• **THE REQUEST**: Rewrite the lines below, replacing "named target" with "named object" and keeping everything else unchanged. Leave the pictures out of your answer.

◆ ◆ ◆ ◆

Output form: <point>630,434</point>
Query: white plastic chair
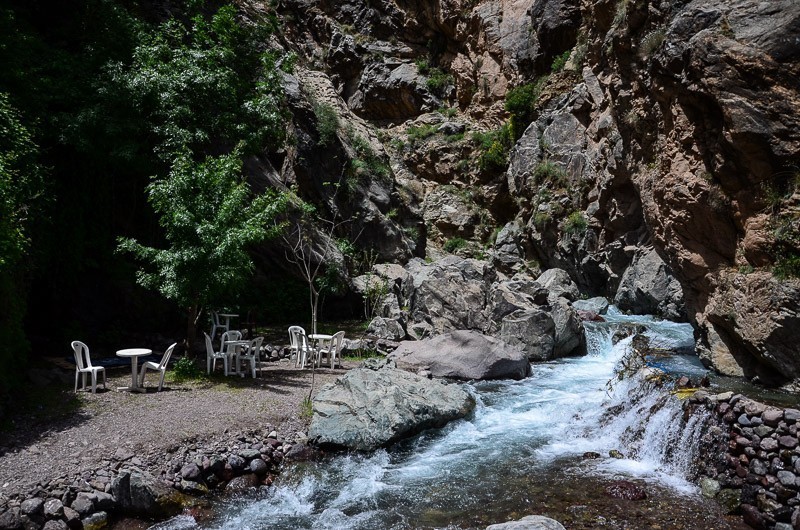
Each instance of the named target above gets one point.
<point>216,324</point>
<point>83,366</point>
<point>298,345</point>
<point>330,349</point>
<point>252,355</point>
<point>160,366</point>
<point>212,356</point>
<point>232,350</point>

◆ ◆ ◆ ◆

• **WORKED SOLUTION**:
Output form: <point>630,434</point>
Query: white plastic chair
Each instance of the named object above gets one point.
<point>216,324</point>
<point>83,366</point>
<point>298,345</point>
<point>330,349</point>
<point>252,355</point>
<point>160,366</point>
<point>212,356</point>
<point>232,350</point>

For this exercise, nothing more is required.